(Excerpts from a point labeling dataset)
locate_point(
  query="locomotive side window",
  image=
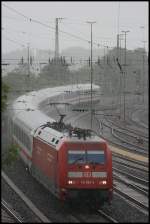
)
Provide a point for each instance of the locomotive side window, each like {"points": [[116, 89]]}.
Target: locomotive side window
{"points": [[76, 157], [97, 157], [89, 156]]}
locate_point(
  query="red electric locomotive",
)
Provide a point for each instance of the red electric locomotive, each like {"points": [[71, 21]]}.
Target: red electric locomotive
{"points": [[70, 162], [73, 165]]}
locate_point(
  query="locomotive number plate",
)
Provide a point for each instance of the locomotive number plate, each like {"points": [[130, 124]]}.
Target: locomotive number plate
{"points": [[87, 174]]}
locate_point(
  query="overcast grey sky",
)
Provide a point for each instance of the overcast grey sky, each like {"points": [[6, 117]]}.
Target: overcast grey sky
{"points": [[111, 17]]}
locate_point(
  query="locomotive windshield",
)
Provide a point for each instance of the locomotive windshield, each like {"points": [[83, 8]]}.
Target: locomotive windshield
{"points": [[89, 156]]}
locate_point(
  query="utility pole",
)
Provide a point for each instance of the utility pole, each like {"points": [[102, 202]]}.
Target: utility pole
{"points": [[91, 23], [119, 59], [57, 40], [125, 72], [28, 47], [143, 27]]}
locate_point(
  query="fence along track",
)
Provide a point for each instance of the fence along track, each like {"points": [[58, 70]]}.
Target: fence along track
{"points": [[35, 210]]}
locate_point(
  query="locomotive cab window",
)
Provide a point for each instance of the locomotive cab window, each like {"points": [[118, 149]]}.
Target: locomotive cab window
{"points": [[76, 157], [95, 156]]}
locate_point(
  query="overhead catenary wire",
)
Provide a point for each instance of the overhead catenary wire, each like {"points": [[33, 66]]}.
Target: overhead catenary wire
{"points": [[48, 26]]}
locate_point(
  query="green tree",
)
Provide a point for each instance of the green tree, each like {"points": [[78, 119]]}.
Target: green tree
{"points": [[4, 96]]}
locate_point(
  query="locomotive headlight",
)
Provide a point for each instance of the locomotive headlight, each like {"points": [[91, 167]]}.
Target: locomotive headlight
{"points": [[104, 182], [70, 182], [87, 167]]}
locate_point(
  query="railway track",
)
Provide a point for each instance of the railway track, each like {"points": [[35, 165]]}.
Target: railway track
{"points": [[124, 143], [136, 198], [136, 183], [8, 214]]}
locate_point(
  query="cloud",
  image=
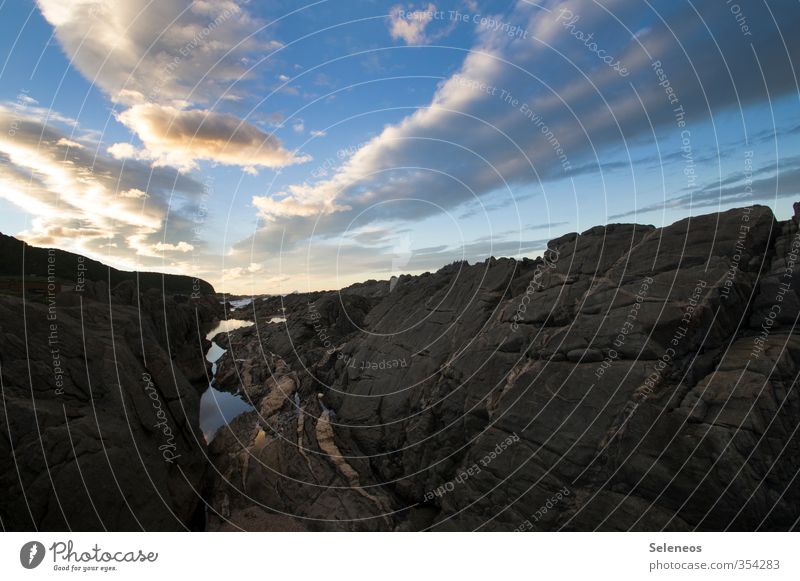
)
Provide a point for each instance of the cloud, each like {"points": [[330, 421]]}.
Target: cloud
{"points": [[170, 52], [778, 182], [409, 25], [183, 137], [89, 203], [161, 62], [526, 109]]}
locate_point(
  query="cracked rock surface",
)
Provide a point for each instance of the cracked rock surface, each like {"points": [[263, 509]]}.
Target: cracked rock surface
{"points": [[632, 378]]}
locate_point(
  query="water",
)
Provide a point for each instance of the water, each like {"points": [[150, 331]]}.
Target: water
{"points": [[219, 408], [239, 303], [226, 326]]}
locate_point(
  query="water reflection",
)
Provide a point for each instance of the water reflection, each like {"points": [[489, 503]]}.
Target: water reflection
{"points": [[218, 408]]}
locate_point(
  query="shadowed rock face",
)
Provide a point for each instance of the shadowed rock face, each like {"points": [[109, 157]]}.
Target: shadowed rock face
{"points": [[633, 378], [98, 428]]}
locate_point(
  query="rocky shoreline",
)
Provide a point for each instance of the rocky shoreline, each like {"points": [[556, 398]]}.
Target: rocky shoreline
{"points": [[647, 374], [633, 378]]}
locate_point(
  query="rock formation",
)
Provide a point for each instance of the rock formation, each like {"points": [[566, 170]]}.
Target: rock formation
{"points": [[98, 429], [631, 378]]}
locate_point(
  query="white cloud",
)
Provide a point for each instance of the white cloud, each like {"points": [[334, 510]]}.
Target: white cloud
{"points": [[183, 137], [409, 25], [524, 110], [179, 247], [163, 61], [93, 204]]}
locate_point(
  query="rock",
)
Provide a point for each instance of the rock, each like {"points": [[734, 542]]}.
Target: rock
{"points": [[100, 410], [611, 369], [585, 355]]}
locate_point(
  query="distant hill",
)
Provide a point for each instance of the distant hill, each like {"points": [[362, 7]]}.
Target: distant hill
{"points": [[66, 266]]}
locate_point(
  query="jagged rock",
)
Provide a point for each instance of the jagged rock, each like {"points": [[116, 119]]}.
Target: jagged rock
{"points": [[100, 414], [629, 367]]}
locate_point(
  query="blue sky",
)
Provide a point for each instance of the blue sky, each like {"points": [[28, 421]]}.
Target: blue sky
{"points": [[301, 147]]}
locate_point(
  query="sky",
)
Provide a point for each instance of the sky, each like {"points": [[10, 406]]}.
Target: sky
{"points": [[269, 147]]}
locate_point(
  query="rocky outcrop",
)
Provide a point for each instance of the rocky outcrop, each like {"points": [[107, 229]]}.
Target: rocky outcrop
{"points": [[631, 378], [98, 428]]}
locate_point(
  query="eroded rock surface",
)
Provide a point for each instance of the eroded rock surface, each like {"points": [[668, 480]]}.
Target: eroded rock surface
{"points": [[98, 427], [632, 378]]}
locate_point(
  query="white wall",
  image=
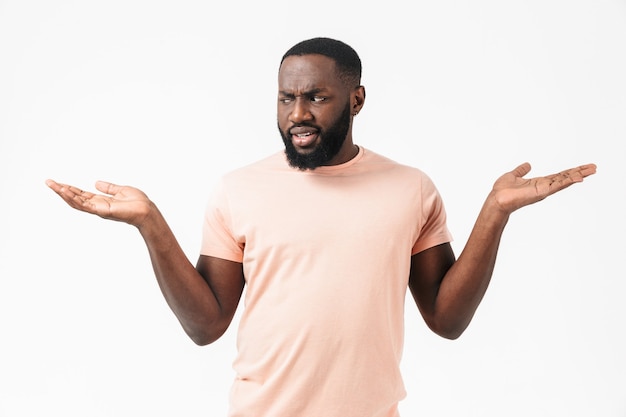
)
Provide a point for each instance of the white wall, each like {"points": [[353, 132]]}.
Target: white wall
{"points": [[168, 95]]}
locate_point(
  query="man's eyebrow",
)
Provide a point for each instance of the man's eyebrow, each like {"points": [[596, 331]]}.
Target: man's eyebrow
{"points": [[308, 93]]}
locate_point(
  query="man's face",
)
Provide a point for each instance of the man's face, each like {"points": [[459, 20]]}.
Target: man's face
{"points": [[314, 112]]}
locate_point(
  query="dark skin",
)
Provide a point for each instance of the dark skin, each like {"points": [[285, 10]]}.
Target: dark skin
{"points": [[205, 297]]}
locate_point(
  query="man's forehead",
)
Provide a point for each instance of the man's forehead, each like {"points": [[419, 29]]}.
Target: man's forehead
{"points": [[307, 72]]}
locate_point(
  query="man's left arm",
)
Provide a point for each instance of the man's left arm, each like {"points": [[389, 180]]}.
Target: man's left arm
{"points": [[448, 291]]}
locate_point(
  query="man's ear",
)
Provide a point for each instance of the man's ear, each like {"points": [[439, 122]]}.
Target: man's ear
{"points": [[358, 99]]}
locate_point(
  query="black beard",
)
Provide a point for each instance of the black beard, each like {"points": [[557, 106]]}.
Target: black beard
{"points": [[331, 141]]}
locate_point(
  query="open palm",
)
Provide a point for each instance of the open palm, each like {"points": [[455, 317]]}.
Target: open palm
{"points": [[511, 191], [120, 203]]}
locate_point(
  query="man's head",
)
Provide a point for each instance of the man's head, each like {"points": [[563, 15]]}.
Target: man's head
{"points": [[319, 94]]}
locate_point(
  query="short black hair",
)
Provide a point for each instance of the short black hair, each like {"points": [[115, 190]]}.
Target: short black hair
{"points": [[346, 59]]}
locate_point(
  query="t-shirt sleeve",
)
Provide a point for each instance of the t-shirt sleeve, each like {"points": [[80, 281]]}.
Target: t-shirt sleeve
{"points": [[218, 239], [434, 230]]}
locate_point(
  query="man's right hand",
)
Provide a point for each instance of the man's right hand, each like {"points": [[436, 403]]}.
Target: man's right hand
{"points": [[119, 203]]}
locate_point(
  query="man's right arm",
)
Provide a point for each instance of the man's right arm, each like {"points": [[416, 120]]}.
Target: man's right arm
{"points": [[203, 298]]}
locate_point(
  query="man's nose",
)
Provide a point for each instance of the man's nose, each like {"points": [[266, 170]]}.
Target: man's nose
{"points": [[301, 111]]}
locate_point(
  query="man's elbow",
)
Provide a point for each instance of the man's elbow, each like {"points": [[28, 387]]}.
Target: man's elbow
{"points": [[446, 329], [205, 335]]}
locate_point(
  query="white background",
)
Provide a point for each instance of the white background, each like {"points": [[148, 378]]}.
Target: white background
{"points": [[167, 95]]}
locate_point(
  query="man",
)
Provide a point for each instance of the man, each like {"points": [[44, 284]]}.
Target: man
{"points": [[326, 237]]}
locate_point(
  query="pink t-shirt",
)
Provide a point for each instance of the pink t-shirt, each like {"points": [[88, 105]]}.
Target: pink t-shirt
{"points": [[326, 258]]}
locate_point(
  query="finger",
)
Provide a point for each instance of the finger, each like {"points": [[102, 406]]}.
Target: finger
{"points": [[521, 170], [108, 188], [588, 169]]}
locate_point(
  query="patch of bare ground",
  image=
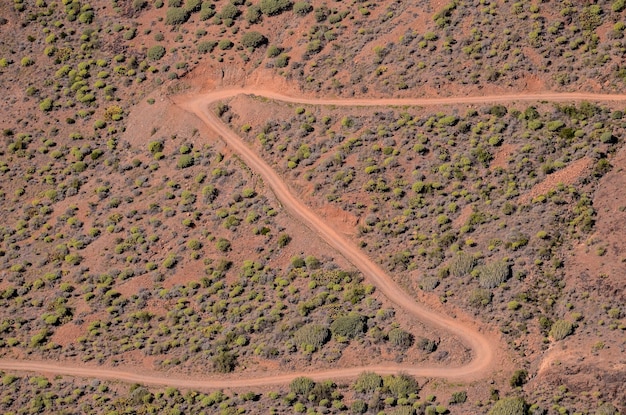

What you will do = Please pull out each line from the rows above that contains the word "wire", and copy it in full.

Solution to this exercise =
  query="overhead catenary wire",
Provide a point for each instance of the overhead catenary wire, each like {"points": [[33, 66]]}.
Target: overhead catenary wire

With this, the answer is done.